◆ Selected extract ◆
^^^^^^^^^^^^^^^^

In an article published in the journal Science Robotics Wednesday, scientists from ETH Zurich, a public university, have proposed that the bacteria — whose movements can be controlled externally using their magnetic properties — can be used as ferries to deliver drugs on-site or to target a tumour using the natural ability of some organisms to target tumorous cells. 

They used the bacteria Magnetospirillum magneticum because of its ability to respond to external magnetic fields. This means that the movements of the bacteria can be controlled by magnets from outside the body.

“Biohybrid bacteria–based microrobots are increasingly recognised as promising externally controllable vehicles for targeted cancer therapy. Magnetic fields in particular have been used as a safe means to transfer energy and direct their motion,” the researchers wrote in the journal.

So far, magnetic control strategies used in this context rely on poorly scalable magnetic field gradients, they added. 

“We present a magnetic torque-driven control scheme for enhanced transport through biological barriers that complement the innate taxis toward tumor cores exhibited by a range of bacteria, shown for Magnetospirillum magneticum as a magnetically responsive model organism,” the researchers further said. 

The lead author of the study is Simone Schürle, a professor of Responsive Biomedical Systems at ETH Zurich. Her team worked with cell cultures and with mice to demonstrate the feasibility of such an approach.

“We believe we can use our engineering approach to increase the efficacy of bacterial cancer therapy,” Schürle was quoted as saying in a statement issued by ETH Zurich on the findings. “We make use of the bacteria’s natural and autonomous locomotion as well. Once the bacteria have passed through the blood vessel wall and are in the tumour, they can independently migrate deep into its interior.”

^^^^^^^^^^^^^^^^

Text-to-region grounding data:

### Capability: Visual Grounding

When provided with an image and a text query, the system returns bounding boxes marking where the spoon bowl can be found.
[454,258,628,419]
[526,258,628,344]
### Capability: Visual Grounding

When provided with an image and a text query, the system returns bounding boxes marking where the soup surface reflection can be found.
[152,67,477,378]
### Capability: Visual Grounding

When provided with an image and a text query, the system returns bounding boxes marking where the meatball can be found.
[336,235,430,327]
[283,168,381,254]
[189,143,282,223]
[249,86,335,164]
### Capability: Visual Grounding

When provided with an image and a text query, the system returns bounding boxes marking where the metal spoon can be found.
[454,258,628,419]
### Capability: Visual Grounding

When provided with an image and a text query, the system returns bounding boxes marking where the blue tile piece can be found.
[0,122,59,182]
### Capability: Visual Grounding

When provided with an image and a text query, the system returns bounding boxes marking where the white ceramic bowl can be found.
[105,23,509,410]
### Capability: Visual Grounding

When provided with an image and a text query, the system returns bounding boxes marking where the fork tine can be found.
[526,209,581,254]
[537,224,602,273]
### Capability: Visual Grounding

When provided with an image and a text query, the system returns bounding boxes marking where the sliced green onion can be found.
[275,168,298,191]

^^^^^^^^^^^^^^^^

◆ Questions to answer ◆
**A)** Rewrite everything in the bacterial microrobot article from "The lead author" down to "such an approach.", changing "mice" to "rats".
**B)** According to the article on bacterial microrobots, why did the researchers use Magnetospirillum magneticum?

◆ Results for each task ◆
**A)**
The lead author of the study is Simone Schürle, a professor of Responsive Biomedical Systems at ETH Zurich. Her team worked with cell cultures and with rats to demonstrate the feasibility of such an approach.

**B)** They used it because it can respond to external magnetic fields.